Return all of the entries below exactly as they are given.

····················

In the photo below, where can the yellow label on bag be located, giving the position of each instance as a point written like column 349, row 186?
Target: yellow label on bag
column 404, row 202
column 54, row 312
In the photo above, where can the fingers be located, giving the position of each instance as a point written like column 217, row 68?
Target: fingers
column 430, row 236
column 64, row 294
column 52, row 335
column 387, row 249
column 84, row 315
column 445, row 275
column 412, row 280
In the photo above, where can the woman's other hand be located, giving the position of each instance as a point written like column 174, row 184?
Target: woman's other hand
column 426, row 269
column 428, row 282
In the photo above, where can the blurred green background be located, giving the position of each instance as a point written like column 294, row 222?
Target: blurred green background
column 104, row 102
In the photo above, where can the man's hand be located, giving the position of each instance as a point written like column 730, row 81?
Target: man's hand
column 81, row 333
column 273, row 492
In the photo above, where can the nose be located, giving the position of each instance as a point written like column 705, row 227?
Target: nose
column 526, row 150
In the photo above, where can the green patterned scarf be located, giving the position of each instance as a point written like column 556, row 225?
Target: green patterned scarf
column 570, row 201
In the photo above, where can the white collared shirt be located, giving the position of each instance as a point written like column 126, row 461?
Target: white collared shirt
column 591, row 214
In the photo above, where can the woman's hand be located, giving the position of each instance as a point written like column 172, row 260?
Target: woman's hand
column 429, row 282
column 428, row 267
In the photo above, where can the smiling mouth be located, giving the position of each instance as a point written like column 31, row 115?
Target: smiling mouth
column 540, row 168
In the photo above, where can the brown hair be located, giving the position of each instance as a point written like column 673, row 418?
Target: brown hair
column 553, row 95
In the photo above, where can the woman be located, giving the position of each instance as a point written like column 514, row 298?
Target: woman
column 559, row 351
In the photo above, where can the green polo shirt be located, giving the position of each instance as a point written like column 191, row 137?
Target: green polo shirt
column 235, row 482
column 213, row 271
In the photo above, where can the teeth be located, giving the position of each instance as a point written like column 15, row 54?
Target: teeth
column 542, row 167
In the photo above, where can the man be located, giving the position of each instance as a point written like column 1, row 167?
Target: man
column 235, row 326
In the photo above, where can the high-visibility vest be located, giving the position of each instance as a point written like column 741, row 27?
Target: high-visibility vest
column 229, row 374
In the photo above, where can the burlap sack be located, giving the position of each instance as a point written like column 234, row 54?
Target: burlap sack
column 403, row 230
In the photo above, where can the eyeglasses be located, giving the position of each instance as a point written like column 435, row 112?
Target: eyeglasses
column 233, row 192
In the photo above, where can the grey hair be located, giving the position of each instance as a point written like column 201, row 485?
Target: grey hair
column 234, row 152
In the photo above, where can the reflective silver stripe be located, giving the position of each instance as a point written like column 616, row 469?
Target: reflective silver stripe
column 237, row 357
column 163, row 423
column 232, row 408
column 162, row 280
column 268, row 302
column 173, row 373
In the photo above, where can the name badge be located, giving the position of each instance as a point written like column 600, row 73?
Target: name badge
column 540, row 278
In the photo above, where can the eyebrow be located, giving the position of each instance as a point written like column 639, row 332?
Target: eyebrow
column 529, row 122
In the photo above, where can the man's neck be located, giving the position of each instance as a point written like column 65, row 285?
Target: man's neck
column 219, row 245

····················

**Final answer:**
In the photo below, where can the yellow label on bag be located, giving the position of each instance as a point written like column 349, row 186?
Target: yellow label on bag
column 404, row 202
column 54, row 312
In the photo above, where can the fingers be located, giving the position of each instance as a point written like column 217, row 68?
Target: fingers
column 430, row 236
column 64, row 294
column 52, row 335
column 387, row 249
column 84, row 315
column 445, row 275
column 412, row 280
In the photo above, where can the woman's other hand be located, giving the position of each instance as a point written like column 174, row 184?
Target: woman's other hand
column 426, row 269
column 428, row 282
In the photo above, where can the blurred green background be located, giving the position of each instance as a point written like column 294, row 222?
Target: blurred green background
column 104, row 102
In the photo above, where can the man's hand be located, giving the position of each instance as a point written like column 730, row 81?
Target: man's hand
column 81, row 333
column 273, row 492
In the photo above, where can the nose be located, giving the position of each instance as a point written like column 705, row 227?
Target: nose
column 526, row 150
In the photo above, where can the green patterned scarf be located, giving the position of each instance as a point written like column 556, row 225?
Target: green patterned scarf
column 570, row 201
In the photo above, where can the white collared shirt be located, giving the position of each instance as a point written like column 126, row 461?
Target: white collared shirt
column 591, row 214
In the photo above, where can the woman's hand be located, giving the position of each instance as a point written like column 172, row 260?
Target: woman's hand
column 429, row 282
column 428, row 267
In the photo above, where can the smiling mouth be located, giving the position of each instance as a point written like column 31, row 115?
Target: smiling mouth
column 540, row 168
In the photo above, where can the brown hair be located, giving the position of each instance as a point written like column 673, row 418?
Target: brown hair
column 553, row 95
In the photo above, where can the woman be located, giving the position of each instance as a point written like column 514, row 298?
Target: woman
column 559, row 351
In the photo above, where can the green polo shirt be located, giving the position of each instance as a point written like column 191, row 137?
Target: green polo shirt
column 235, row 482
column 213, row 271
In the photo above, where can the teeth be located, giving the position of each instance as a point written like column 15, row 54?
Target: teeth
column 542, row 167
In the photo above, where can the man be located, giving the position of each instance as a point written like column 1, row 167?
Target: man
column 235, row 326
In the photo above, where can the high-visibility vest be located, giving the position of each instance as a point written like column 741, row 27?
Target: high-visibility vest
column 229, row 374
In the photo above, where can the burlap sack be located, giving the position of each instance as a point written like column 234, row 54?
Target: burlap sack
column 403, row 230
In the photo above, where can the eyeglasses be located, giving the position of each instance as a point written like column 435, row 112?
Target: eyeglasses
column 233, row 192
In the photo above, where can the grey hair be located, giving the position of each instance as a point written like column 201, row 485?
Target: grey hair
column 234, row 152
In the photo above, where can the reflective silver stripe be located, giving the position of each instance as a point written like column 616, row 469?
Target: reflective silver stripe
column 237, row 357
column 163, row 423
column 232, row 408
column 162, row 280
column 268, row 302
column 173, row 373
In the photo above, where can the name badge be located, giving the position of each instance as a point written like column 600, row 73?
Target: name badge
column 540, row 278
In the photo above, where can the eyebrow be located, giving the position of each instance as a point written like column 639, row 332?
Target: eyebrow
column 529, row 122
In the photo above, where can the man's neck be located, giving the position of each instance as a point written like column 65, row 285?
Target: man's neck
column 219, row 245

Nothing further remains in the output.